** Objective **
Copy the lines below word for word, from the first line of the entries through the line containing "[[[53,276],[70,270],[62,258],[10,233],[0,234],[0,266],[13,272]]]", including both.

** Information given **
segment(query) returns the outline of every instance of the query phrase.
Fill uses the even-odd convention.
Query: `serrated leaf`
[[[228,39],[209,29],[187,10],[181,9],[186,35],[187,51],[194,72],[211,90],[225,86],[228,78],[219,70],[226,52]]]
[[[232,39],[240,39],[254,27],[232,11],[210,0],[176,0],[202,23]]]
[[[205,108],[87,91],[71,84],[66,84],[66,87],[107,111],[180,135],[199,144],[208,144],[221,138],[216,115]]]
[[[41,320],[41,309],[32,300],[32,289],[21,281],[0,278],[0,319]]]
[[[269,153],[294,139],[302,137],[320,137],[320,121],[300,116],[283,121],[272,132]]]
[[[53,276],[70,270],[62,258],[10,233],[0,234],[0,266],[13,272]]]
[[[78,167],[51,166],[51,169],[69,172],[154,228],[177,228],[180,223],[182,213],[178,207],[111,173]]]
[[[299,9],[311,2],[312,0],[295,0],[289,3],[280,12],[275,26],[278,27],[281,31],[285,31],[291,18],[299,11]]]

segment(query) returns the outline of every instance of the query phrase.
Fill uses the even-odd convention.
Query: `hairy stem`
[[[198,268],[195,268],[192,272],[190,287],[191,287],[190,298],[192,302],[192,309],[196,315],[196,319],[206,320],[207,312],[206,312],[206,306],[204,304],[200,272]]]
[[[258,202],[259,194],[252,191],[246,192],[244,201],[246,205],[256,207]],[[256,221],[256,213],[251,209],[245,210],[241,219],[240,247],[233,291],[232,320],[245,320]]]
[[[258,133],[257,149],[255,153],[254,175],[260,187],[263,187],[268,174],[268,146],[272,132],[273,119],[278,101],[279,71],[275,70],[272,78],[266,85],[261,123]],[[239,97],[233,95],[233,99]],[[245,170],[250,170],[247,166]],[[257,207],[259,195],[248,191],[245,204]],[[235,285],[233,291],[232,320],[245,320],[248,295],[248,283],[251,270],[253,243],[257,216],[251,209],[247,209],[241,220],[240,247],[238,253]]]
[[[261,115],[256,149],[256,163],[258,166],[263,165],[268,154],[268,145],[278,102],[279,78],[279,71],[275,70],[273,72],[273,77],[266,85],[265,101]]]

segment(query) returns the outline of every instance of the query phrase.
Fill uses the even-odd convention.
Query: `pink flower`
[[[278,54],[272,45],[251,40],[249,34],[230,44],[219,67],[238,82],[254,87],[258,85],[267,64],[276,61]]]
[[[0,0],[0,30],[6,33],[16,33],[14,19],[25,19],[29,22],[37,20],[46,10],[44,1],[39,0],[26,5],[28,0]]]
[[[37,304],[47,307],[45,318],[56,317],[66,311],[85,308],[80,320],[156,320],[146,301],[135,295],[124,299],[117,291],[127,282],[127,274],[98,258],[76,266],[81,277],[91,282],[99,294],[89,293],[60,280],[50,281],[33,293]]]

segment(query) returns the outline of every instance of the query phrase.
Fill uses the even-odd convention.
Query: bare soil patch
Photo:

** Finished task **
segment(query) returns the outline of every instance of the query phrase.
Fill uses the even-odd convention.
Query: `serrated leaf`
[[[228,39],[209,29],[187,10],[181,9],[186,35],[187,51],[194,72],[211,90],[225,86],[228,78],[219,70],[226,52]]]
[[[232,39],[240,39],[254,27],[232,11],[210,0],[176,0],[202,23]]]
[[[205,108],[87,91],[71,84],[66,84],[66,87],[107,111],[180,135],[199,144],[208,144],[221,138],[216,115]]]
[[[41,320],[41,309],[32,300],[32,289],[21,281],[0,278],[0,319]]]
[[[269,153],[294,139],[302,137],[320,137],[320,121],[300,116],[283,121],[272,132]]]
[[[53,276],[70,270],[62,258],[10,233],[0,234],[0,266],[13,272]]]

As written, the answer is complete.